WORK INSTRUCTIONS: Report every line of the records below that contains the string "zebra". Treat uppercase and lowercase as distinct.

AVAILABLE DATA:
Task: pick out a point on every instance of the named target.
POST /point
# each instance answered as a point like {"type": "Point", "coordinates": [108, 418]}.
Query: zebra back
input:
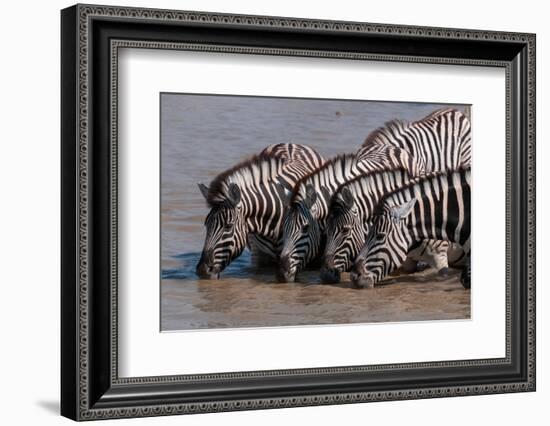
{"type": "Point", "coordinates": [440, 141]}
{"type": "Point", "coordinates": [436, 207]}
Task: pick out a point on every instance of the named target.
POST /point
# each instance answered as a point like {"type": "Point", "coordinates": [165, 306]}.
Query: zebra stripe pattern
{"type": "Point", "coordinates": [440, 141]}
{"type": "Point", "coordinates": [436, 207]}
{"type": "Point", "coordinates": [247, 202]}
{"type": "Point", "coordinates": [304, 221]}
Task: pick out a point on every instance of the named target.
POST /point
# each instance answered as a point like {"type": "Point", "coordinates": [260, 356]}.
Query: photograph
{"type": "Point", "coordinates": [279, 211]}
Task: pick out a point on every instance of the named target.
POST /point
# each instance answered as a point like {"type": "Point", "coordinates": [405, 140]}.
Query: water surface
{"type": "Point", "coordinates": [201, 136]}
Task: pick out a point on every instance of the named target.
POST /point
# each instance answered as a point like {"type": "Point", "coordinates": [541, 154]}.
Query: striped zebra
{"type": "Point", "coordinates": [247, 204]}
{"type": "Point", "coordinates": [304, 219]}
{"type": "Point", "coordinates": [438, 142]}
{"type": "Point", "coordinates": [436, 207]}
{"type": "Point", "coordinates": [350, 218]}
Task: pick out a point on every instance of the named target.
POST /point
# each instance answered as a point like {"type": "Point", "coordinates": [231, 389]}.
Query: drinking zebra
{"type": "Point", "coordinates": [247, 203]}
{"type": "Point", "coordinates": [436, 207]}
{"type": "Point", "coordinates": [350, 218]}
{"type": "Point", "coordinates": [440, 141]}
{"type": "Point", "coordinates": [304, 220]}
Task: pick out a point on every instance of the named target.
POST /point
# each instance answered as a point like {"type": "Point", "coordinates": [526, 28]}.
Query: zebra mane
{"type": "Point", "coordinates": [299, 191]}
{"type": "Point", "coordinates": [380, 134]}
{"type": "Point", "coordinates": [388, 198]}
{"type": "Point", "coordinates": [334, 202]}
{"type": "Point", "coordinates": [243, 174]}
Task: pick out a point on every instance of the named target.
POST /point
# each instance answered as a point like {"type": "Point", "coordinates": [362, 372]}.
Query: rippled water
{"type": "Point", "coordinates": [203, 135]}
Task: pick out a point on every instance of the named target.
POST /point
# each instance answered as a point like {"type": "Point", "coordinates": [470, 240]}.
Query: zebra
{"type": "Point", "coordinates": [438, 142]}
{"type": "Point", "coordinates": [436, 207]}
{"type": "Point", "coordinates": [304, 219]}
{"type": "Point", "coordinates": [247, 204]}
{"type": "Point", "coordinates": [349, 220]}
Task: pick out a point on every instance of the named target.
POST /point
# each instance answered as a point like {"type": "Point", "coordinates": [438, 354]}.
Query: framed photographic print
{"type": "Point", "coordinates": [263, 212]}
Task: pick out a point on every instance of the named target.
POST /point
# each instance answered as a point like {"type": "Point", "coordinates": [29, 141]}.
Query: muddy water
{"type": "Point", "coordinates": [204, 135]}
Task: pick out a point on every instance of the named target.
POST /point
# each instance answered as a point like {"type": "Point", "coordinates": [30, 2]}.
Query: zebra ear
{"type": "Point", "coordinates": [403, 210]}
{"type": "Point", "coordinates": [204, 190]}
{"type": "Point", "coordinates": [234, 193]}
{"type": "Point", "coordinates": [311, 196]}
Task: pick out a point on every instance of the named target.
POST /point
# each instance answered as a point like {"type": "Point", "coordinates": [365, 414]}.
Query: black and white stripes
{"type": "Point", "coordinates": [441, 141]}
{"type": "Point", "coordinates": [436, 207]}
{"type": "Point", "coordinates": [248, 200]}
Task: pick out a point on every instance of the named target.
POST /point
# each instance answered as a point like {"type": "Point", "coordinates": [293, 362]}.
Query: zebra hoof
{"type": "Point", "coordinates": [285, 277]}
{"type": "Point", "coordinates": [362, 282]}
{"type": "Point", "coordinates": [421, 266]}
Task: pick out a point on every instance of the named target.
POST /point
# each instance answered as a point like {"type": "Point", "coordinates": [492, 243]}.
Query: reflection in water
{"type": "Point", "coordinates": [204, 135]}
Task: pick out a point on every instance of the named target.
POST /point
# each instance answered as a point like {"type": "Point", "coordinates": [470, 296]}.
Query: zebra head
{"type": "Point", "coordinates": [386, 246]}
{"type": "Point", "coordinates": [345, 236]}
{"type": "Point", "coordinates": [226, 233]}
{"type": "Point", "coordinates": [301, 236]}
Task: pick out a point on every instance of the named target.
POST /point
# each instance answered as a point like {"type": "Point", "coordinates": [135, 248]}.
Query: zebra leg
{"type": "Point", "coordinates": [409, 265]}
{"type": "Point", "coordinates": [465, 277]}
{"type": "Point", "coordinates": [456, 255]}
{"type": "Point", "coordinates": [435, 255]}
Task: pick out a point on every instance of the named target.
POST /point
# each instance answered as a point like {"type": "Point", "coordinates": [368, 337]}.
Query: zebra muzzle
{"type": "Point", "coordinates": [286, 273]}
{"type": "Point", "coordinates": [207, 271]}
{"type": "Point", "coordinates": [362, 281]}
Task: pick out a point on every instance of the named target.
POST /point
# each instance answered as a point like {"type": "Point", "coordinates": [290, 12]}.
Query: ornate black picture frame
{"type": "Point", "coordinates": [91, 37]}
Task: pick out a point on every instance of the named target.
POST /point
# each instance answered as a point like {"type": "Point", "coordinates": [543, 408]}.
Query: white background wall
{"type": "Point", "coordinates": [29, 224]}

ANSWER TO THE EXERCISE:
Query: zebra back
Query: zebra stripe pattern
Query: striped zebra
Query: drinking zebra
Query: zebra mane
Query: zebra
Query: zebra ear
Query: zebra hoof
Query: zebra head
Query: zebra leg
Query: zebra muzzle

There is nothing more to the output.